* [Your assignment]: Repeat the whole listing exactly as it appears.

* [Data for this task]:
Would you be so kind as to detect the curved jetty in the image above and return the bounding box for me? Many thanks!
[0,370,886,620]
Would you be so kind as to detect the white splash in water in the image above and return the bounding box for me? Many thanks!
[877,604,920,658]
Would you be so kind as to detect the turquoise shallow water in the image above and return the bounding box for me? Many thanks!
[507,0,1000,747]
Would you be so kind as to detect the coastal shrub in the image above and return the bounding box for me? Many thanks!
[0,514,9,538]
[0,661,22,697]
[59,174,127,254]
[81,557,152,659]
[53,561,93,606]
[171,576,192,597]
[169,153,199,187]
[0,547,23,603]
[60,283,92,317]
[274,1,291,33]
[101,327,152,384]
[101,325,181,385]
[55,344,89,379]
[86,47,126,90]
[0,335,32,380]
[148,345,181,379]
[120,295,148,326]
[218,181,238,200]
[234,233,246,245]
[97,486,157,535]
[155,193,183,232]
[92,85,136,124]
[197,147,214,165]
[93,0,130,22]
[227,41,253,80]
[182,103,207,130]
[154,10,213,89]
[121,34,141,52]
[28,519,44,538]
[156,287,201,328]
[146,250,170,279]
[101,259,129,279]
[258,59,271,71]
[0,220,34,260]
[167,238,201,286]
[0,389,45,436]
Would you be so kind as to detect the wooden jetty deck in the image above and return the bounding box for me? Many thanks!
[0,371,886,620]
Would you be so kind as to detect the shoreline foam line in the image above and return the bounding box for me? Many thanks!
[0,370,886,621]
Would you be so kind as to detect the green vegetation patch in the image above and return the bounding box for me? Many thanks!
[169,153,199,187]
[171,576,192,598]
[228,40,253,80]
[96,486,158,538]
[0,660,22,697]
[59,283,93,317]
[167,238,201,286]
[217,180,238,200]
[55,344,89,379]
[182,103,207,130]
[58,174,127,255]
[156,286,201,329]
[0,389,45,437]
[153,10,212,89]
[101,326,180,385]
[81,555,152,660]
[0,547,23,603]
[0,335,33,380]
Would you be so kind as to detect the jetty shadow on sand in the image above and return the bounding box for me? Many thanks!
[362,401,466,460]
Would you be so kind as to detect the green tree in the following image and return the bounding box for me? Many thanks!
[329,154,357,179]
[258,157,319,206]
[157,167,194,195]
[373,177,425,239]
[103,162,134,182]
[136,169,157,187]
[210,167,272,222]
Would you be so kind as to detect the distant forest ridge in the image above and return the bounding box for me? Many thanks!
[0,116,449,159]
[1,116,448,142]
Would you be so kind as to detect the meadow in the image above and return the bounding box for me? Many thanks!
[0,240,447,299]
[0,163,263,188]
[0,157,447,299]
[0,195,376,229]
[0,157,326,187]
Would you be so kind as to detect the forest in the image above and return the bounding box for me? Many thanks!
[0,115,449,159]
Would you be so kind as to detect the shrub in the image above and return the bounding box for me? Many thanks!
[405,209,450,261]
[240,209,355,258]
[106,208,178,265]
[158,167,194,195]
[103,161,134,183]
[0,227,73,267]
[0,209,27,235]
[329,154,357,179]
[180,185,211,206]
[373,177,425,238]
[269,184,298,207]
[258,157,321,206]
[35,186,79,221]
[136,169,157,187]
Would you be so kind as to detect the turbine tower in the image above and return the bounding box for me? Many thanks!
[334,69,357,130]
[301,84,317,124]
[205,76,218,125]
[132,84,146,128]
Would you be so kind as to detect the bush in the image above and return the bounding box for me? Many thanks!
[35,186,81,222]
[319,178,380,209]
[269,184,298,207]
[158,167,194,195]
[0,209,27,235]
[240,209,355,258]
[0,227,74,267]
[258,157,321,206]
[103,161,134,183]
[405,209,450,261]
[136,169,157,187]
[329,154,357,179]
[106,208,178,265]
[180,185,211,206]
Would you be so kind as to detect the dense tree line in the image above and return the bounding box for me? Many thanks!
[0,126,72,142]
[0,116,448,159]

* [Task result]:
Would you be so kind as to detect the curved jetty in the image above and return the bounding box for me? Many thanks!
[0,370,886,620]
Would you be so kind as to detect the white splash in water in the image above and return the bounding box for me? Many thanks!
[877,604,920,658]
Would you be so kind as to detect the turquoise shallow water in the image above and return the bounding box for me? Many thanks!
[507,0,1000,747]
Would you be so kind as to detect the coastal shrub in the image above and return the bounding box for me? Many thanks!
[0,514,9,538]
[0,661,22,697]
[59,174,127,254]
[81,557,152,659]
[53,561,93,606]
[171,576,192,597]
[169,153,199,187]
[0,547,23,603]
[60,283,92,317]
[274,1,291,33]
[101,327,152,384]
[101,325,181,385]
[55,344,89,379]
[86,47,126,90]
[0,335,32,380]
[148,345,181,379]
[120,295,148,326]
[218,181,238,200]
[234,233,246,245]
[97,486,157,535]
[155,193,183,232]
[92,85,136,124]
[197,147,214,165]
[93,0,130,22]
[227,41,253,80]
[182,103,207,130]
[154,10,213,89]
[121,34,141,52]
[28,519,44,538]
[156,287,201,328]
[146,250,170,279]
[101,259,129,279]
[258,59,271,71]
[0,220,34,260]
[167,238,201,286]
[0,389,45,436]
Would you be so kind as to detect the wooden jetty deck in the image above and return the bounding box for me? Many thanks!
[0,371,886,620]
Would you be so kind as to detect the shoreline foam line in the image above and return the bounding box for me? Many thanks!
[0,370,886,621]
Would you be so kind as to detect the green vegetation patch in the image above and return the bounding box for me? Many thanks!
[169,153,199,187]
[171,576,192,598]
[228,40,253,80]
[96,486,158,538]
[0,660,22,697]
[59,283,93,317]
[167,238,201,286]
[217,180,238,200]
[55,344,89,379]
[182,103,207,130]
[58,174,127,255]
[156,286,201,329]
[0,389,45,437]
[153,10,212,89]
[101,326,180,385]
[81,555,152,660]
[0,547,23,603]
[0,335,33,380]
Would you be so kind as to detect the jetty shadow on sand in the image above and return the bounding box for me? Many thanks!
[362,401,466,460]
Would you be so kind as to detect the green tree in the following image and return the bounding box for me? Many thanks!
[329,154,357,179]
[258,157,319,206]
[157,167,194,195]
[373,177,425,239]
[103,162,134,182]
[136,169,157,187]
[210,167,272,222]
Would you be so kind as to detect the distant forest ridge in the image above and return the bounding box for me? Many thanks!
[0,116,449,159]
[1,116,448,142]
Would you be so kind as to detect the meadow in the image above and return the bounding box for me? Many thanks!
[0,240,447,299]
[0,163,263,188]
[0,157,447,299]
[0,195,376,229]
[0,157,326,187]
Would you be so kind as to detect the forest in the image above and return the bounding box for me? Many thanks!
[0,115,449,159]
Would you be so kind as to detect the shrub in the image above and return the bounding box for me? Many thanks!
[405,209,450,261]
[240,209,355,258]
[106,208,178,265]
[158,167,194,195]
[103,161,134,183]
[0,227,73,267]
[0,209,27,235]
[329,154,357,179]
[180,185,211,206]
[373,177,425,238]
[269,184,298,207]
[258,157,321,206]
[35,186,79,221]
[136,169,157,187]
Would you be so kind as to detect the turbine tower in the image above and return the bounding box for me? Many thanks!
[334,69,357,130]
[301,84,317,124]
[205,76,218,125]
[132,84,146,128]
Would you be so kind as to detect the bush in the image above and return the bounding box for me? Many thanks!
[35,186,81,222]
[319,178,380,209]
[269,184,298,207]
[158,167,194,195]
[0,209,27,235]
[240,209,355,258]
[0,227,74,267]
[258,157,321,206]
[103,161,134,183]
[405,209,450,261]
[136,169,157,187]
[329,154,357,179]
[106,208,178,265]
[180,185,211,206]
Would you be so kind as to detect the dense tree line in the image above and return the bounding box for me? Many thanks!
[0,126,72,142]
[0,116,448,159]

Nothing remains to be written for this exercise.